+++ SELECTED EXTRACT +++

Why Trickle Up Teaches Organic Farming

By Manash Ranjan Das

State Programme Officer – Odisha


Food is critical for families’ health, energy, and overall well-being, but the introduction of chemical pesticides and fertilizers is a complicated innovation for rural communities living in poverty. On the one hand, pesticides have been linked to wide range of health hazards like cancer and reproductive issues.1 On the other hand, farmers use pesticides and fertilizers to increase their crop yield so they can make more food, and more money, to care for their families.


Many farmers do not know how to properly use pesticides, so the chemicals enter into the food chain, deteriorate water quality, and affect local ecosystems. Due to the repeated use of pesticides, resistance develops and either a pest resurgence occurs or a much higher dose of chemicals is needed to control the same pest population. Constant use of fertilizers can also deteriorate soil health, decreasing productivity over time.

+++

TASK ITEM: In the piece on organic farming, rewrite the paragraph beginning "Many farmers do not know" as a short bulleted list that keeps its main facts. Rely only on the text above.

+++ MATERIAL SHOWN +++

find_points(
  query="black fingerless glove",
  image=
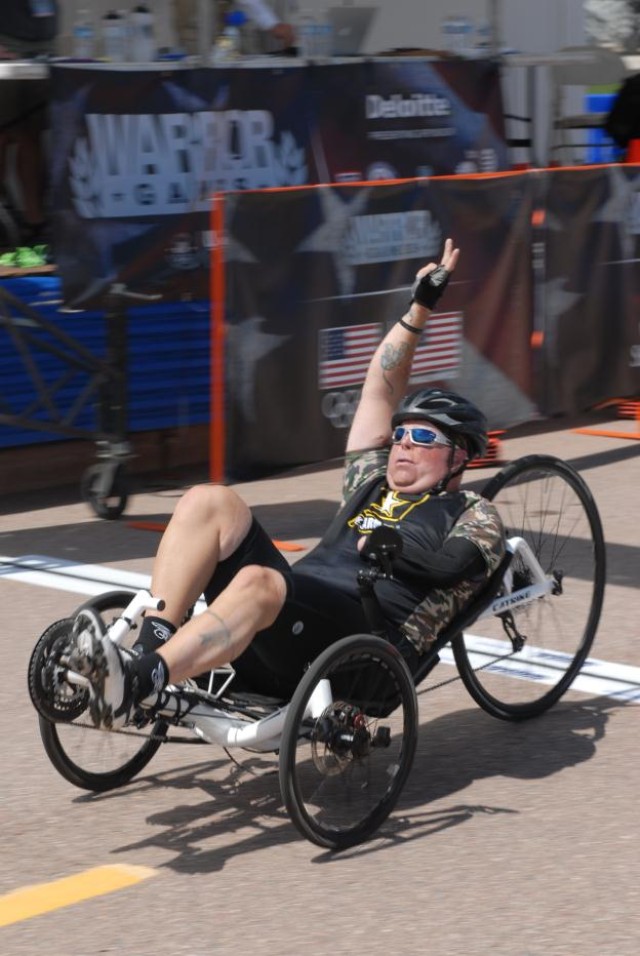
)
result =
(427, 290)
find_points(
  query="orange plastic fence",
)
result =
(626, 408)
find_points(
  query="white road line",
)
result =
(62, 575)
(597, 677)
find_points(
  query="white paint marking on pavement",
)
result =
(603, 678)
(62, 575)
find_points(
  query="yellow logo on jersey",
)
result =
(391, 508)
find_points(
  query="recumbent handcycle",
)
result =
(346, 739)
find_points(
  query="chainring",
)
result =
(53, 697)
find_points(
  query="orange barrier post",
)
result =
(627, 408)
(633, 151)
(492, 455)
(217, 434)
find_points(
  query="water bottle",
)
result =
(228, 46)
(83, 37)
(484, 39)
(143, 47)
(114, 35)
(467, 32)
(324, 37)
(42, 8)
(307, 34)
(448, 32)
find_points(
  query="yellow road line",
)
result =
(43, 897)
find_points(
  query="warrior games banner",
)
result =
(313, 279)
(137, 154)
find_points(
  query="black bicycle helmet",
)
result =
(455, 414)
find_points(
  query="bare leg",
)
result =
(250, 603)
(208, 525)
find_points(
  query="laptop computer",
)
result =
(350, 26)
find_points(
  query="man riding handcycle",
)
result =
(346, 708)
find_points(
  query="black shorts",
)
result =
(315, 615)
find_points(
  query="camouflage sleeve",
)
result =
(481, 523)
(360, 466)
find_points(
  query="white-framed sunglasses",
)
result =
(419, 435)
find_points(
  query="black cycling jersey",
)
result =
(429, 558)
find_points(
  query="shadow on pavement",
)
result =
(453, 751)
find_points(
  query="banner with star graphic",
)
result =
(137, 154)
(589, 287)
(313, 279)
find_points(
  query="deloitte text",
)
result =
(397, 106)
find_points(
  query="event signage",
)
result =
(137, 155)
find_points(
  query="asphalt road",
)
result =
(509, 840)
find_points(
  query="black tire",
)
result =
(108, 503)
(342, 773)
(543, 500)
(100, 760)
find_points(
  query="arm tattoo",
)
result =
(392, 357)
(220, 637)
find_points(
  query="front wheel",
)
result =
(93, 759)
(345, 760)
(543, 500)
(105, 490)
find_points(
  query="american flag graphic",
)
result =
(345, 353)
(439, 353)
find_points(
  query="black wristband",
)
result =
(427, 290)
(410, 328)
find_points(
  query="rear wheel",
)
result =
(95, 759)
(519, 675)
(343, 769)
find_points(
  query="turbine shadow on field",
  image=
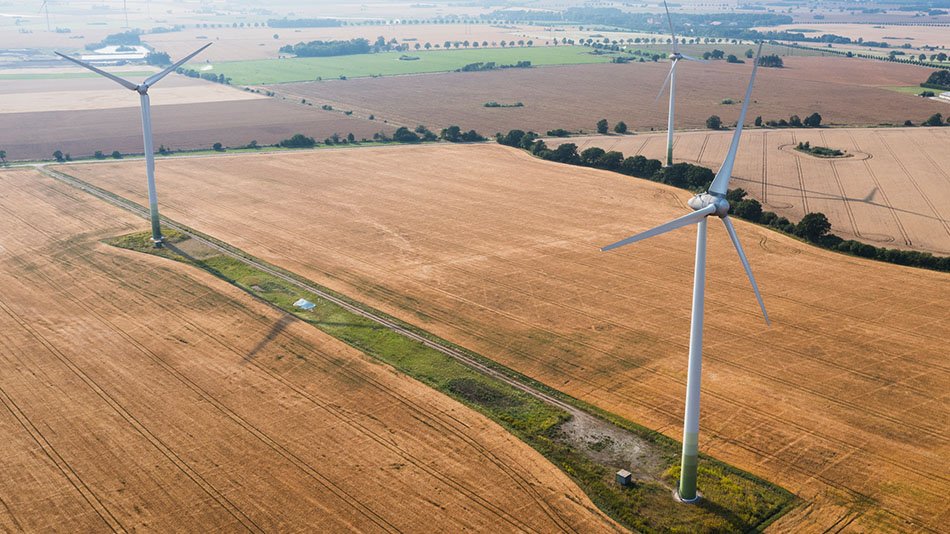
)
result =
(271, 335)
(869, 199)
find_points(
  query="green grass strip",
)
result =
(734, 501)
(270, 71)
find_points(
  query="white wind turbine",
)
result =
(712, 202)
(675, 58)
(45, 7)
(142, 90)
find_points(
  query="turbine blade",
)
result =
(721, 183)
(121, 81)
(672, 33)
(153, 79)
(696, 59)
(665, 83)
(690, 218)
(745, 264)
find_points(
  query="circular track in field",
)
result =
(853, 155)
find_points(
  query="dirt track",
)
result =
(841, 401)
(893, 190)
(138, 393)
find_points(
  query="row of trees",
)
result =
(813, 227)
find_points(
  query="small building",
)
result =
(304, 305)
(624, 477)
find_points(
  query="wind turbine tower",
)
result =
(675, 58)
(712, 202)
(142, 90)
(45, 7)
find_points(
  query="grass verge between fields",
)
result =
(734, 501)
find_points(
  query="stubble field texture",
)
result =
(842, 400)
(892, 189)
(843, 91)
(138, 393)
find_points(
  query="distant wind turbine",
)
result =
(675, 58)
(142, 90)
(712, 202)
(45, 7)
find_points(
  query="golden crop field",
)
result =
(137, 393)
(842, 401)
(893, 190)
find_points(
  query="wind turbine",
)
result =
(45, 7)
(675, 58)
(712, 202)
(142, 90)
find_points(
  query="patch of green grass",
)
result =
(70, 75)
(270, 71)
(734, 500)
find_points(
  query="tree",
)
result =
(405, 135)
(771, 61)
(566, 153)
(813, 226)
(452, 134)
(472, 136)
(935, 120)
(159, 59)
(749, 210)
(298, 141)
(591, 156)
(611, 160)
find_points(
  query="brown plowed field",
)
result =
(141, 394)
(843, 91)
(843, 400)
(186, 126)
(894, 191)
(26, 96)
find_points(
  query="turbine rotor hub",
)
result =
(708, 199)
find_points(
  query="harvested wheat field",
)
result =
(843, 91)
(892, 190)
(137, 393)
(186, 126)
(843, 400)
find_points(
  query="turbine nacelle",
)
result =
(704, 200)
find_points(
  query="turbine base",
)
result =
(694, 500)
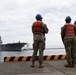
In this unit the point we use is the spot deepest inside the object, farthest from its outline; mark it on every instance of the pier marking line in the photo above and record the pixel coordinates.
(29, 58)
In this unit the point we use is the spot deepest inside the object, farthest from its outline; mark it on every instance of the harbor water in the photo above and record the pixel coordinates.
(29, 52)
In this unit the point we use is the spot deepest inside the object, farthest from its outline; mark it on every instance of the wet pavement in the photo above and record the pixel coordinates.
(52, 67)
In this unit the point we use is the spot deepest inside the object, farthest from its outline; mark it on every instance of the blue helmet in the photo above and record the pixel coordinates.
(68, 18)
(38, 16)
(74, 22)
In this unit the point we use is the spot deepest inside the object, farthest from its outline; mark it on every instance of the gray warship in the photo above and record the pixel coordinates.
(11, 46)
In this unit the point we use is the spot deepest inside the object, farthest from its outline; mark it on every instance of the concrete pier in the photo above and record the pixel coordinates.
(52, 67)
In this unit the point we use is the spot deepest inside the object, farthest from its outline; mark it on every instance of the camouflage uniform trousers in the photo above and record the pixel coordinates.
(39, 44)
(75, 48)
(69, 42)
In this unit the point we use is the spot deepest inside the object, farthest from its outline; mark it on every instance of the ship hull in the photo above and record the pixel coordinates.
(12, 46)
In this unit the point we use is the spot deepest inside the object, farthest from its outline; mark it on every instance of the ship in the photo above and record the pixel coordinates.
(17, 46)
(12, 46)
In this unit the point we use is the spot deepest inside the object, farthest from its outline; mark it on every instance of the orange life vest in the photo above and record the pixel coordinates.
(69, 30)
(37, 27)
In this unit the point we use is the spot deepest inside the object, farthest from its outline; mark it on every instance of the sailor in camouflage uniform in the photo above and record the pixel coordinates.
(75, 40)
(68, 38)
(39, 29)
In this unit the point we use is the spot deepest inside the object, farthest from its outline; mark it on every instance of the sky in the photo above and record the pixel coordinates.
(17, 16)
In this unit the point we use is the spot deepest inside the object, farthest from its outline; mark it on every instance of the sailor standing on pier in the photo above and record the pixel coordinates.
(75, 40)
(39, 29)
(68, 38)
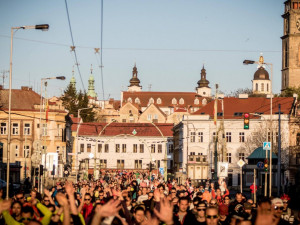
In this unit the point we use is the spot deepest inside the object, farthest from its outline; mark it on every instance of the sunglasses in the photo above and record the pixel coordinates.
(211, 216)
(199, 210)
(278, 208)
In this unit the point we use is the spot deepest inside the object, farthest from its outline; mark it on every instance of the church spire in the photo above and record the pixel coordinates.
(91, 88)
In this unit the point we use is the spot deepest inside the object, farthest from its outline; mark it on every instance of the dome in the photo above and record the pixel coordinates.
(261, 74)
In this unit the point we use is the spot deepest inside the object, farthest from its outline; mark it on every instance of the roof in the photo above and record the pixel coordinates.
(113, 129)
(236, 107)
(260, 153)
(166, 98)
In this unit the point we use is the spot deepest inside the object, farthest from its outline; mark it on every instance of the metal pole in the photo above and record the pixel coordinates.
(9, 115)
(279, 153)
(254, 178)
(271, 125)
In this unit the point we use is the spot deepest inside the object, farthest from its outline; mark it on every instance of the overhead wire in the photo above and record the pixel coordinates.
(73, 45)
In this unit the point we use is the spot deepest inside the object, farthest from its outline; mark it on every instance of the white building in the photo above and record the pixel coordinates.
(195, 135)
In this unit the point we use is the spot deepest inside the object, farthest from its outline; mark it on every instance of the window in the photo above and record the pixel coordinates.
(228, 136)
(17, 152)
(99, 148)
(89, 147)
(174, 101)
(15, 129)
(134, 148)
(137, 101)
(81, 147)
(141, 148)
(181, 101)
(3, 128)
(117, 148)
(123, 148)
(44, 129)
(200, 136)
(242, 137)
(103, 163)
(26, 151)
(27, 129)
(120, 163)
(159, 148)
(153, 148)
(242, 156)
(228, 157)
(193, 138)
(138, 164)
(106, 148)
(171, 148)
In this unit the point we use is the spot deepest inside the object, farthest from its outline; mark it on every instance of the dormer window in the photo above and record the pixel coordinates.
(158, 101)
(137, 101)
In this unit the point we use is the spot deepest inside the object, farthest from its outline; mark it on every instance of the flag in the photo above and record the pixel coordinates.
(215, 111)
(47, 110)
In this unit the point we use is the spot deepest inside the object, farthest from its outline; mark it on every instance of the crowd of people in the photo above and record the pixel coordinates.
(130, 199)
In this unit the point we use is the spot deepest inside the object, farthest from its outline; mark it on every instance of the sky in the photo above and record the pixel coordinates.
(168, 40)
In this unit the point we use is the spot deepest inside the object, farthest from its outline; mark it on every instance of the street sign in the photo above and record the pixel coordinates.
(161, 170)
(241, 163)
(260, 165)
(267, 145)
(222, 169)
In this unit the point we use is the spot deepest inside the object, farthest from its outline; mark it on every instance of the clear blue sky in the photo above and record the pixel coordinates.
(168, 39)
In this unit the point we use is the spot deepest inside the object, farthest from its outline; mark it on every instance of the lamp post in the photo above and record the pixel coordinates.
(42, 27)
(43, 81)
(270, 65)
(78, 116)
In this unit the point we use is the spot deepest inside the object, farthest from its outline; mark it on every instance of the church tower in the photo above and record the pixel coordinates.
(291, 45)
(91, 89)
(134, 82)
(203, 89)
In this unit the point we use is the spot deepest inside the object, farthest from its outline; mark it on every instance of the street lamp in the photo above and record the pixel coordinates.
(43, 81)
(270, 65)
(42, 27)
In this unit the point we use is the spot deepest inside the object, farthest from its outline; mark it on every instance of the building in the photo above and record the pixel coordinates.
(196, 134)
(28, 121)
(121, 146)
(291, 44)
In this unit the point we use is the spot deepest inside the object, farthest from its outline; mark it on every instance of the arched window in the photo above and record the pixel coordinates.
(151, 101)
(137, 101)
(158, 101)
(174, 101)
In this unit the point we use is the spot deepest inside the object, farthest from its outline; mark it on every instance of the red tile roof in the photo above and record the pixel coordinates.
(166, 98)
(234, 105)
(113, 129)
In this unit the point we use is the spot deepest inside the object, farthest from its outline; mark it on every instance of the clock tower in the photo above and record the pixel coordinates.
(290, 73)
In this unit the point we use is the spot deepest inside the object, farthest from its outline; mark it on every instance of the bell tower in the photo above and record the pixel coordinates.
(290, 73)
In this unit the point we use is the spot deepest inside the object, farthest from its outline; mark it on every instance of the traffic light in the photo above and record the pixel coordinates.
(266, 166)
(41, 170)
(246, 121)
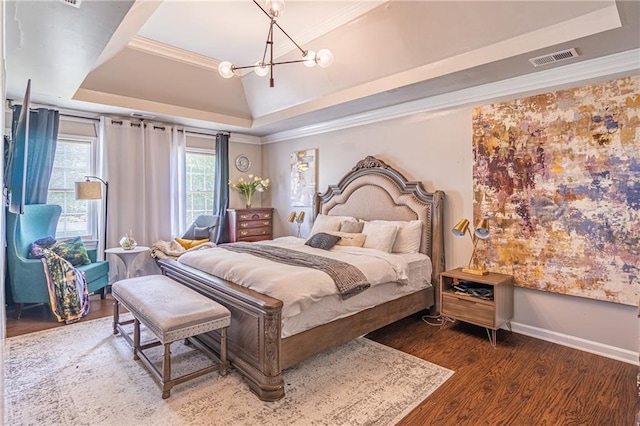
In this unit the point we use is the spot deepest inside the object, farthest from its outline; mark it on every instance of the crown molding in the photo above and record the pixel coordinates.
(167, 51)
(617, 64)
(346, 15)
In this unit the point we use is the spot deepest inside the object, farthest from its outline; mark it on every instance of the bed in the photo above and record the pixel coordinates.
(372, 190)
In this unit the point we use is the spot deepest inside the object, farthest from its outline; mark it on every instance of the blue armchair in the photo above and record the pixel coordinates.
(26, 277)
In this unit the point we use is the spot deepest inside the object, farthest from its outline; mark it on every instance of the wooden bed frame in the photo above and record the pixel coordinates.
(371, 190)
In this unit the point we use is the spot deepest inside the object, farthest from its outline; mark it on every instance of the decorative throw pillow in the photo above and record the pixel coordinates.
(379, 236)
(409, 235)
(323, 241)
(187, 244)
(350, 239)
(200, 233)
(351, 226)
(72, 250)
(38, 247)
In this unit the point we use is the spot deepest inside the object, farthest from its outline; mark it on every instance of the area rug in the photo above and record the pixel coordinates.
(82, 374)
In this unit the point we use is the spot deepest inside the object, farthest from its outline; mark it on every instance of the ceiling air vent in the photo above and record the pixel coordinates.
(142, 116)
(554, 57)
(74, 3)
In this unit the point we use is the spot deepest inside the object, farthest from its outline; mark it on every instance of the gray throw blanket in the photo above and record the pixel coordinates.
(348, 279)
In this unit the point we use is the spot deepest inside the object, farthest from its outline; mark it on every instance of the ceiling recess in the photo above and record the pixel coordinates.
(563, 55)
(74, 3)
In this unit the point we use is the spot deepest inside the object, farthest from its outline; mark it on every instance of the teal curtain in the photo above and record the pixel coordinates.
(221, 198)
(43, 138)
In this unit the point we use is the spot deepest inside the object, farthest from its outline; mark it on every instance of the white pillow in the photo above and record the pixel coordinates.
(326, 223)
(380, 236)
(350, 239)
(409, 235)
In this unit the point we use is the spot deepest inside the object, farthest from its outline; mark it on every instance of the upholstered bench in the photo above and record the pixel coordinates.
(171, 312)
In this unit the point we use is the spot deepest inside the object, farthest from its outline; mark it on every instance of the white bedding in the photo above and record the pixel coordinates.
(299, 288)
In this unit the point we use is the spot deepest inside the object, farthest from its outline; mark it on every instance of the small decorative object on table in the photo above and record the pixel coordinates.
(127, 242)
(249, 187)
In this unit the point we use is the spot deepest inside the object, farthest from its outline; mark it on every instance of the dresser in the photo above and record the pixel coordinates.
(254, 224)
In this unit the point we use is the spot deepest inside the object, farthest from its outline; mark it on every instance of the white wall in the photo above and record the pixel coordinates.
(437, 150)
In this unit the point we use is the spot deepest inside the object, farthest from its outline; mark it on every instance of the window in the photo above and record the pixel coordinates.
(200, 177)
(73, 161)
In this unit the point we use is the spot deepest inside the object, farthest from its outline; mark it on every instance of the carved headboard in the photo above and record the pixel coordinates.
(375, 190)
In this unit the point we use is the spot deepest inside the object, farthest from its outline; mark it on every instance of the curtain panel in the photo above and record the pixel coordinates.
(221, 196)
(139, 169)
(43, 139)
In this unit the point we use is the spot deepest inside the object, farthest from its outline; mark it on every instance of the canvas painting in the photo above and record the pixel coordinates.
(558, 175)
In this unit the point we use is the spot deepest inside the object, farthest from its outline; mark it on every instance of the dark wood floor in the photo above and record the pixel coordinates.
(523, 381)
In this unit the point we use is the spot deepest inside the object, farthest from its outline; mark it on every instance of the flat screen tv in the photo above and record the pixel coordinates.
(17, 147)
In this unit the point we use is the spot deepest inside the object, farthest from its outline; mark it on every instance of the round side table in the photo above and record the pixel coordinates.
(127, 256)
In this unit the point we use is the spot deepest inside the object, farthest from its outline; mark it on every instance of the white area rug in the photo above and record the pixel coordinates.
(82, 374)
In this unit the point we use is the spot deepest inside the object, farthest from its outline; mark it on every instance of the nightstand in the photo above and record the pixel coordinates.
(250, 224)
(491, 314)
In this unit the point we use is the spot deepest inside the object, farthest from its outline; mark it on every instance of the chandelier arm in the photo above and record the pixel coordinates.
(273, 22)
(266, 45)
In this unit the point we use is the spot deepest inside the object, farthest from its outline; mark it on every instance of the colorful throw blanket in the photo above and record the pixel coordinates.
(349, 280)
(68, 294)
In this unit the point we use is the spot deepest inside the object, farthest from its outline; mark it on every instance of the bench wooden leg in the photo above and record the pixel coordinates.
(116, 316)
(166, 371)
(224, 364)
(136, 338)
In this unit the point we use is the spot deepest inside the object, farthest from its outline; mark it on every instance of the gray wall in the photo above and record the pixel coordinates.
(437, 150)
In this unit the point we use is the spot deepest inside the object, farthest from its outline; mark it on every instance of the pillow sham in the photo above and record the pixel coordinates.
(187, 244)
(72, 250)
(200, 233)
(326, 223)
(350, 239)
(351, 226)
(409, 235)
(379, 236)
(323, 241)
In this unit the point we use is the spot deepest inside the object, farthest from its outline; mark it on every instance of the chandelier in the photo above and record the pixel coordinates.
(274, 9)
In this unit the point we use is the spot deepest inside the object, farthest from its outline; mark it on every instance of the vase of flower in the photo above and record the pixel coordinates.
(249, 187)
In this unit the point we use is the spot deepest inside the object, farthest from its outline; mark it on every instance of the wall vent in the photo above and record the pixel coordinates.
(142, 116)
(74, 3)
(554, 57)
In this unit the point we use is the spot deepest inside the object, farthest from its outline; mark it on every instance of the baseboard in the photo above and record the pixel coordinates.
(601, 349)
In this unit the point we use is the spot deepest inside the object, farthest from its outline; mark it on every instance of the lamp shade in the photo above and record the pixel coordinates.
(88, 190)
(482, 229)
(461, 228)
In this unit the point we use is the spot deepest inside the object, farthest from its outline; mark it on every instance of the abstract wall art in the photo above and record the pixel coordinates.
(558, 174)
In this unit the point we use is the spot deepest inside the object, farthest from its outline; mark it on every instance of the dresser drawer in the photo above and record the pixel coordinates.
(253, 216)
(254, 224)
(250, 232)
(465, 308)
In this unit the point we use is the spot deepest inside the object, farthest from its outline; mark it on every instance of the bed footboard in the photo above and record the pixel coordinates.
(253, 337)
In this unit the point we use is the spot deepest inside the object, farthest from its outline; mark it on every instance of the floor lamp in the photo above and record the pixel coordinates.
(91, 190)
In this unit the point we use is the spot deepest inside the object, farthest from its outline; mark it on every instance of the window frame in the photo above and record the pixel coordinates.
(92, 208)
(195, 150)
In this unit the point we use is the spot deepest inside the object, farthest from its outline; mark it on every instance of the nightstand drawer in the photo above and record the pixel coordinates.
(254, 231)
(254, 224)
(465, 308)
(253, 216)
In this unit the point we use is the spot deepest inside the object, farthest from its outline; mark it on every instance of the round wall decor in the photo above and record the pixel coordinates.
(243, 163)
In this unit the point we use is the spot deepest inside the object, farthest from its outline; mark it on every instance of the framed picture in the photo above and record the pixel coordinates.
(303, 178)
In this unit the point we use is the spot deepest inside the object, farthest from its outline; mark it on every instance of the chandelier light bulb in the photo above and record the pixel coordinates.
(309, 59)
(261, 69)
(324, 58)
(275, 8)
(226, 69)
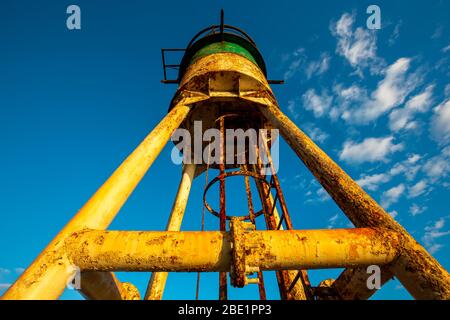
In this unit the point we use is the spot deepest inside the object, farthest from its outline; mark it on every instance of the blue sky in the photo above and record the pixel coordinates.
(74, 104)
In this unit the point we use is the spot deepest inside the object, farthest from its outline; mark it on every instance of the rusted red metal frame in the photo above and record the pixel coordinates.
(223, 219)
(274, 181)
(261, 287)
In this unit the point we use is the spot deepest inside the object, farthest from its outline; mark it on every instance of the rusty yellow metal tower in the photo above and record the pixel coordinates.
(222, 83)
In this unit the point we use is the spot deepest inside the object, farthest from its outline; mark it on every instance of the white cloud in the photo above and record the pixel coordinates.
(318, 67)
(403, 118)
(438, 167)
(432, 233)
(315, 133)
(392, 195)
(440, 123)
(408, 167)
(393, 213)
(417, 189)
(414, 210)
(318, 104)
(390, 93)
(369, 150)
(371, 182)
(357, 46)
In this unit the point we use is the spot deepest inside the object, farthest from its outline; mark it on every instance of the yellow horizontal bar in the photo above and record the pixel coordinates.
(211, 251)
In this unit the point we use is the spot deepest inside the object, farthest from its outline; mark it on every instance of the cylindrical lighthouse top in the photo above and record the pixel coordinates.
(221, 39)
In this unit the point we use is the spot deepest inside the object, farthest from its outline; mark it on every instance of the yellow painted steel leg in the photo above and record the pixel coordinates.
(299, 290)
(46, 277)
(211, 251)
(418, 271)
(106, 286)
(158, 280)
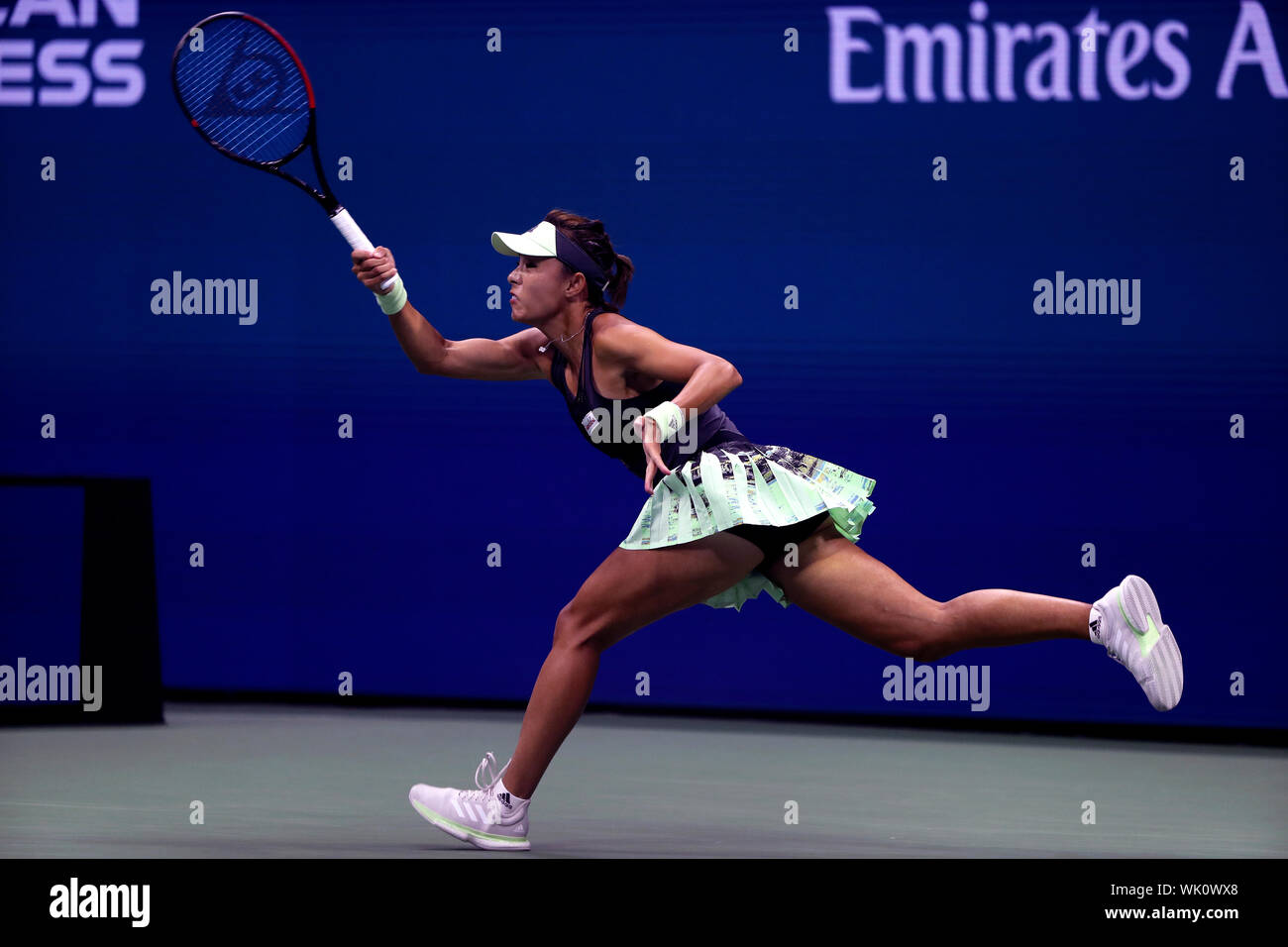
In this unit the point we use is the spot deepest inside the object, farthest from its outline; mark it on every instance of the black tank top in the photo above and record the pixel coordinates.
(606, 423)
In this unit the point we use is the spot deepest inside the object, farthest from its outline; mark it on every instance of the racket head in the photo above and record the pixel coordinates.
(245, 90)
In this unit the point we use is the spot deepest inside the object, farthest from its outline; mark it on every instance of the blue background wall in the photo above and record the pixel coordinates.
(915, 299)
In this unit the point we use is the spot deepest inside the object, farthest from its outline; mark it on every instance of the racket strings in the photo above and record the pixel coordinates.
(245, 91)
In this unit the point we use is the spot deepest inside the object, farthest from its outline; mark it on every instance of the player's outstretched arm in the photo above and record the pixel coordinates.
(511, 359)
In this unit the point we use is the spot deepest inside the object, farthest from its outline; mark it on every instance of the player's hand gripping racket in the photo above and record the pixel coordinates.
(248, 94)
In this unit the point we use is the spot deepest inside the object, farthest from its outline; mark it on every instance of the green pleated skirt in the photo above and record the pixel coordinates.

+++

EXPECTED OUTPUT:
- Many farmers don't know how to use pesticides properly, so the chemicals get into the food chain, worsen water quality, and affect local ecosystems.
- Repeated pesticide use builds resistance. Either the pests come back or much higher doses are needed to control the same pest population.
- Constant fertilizer use can damage soil health and lower productivity over time.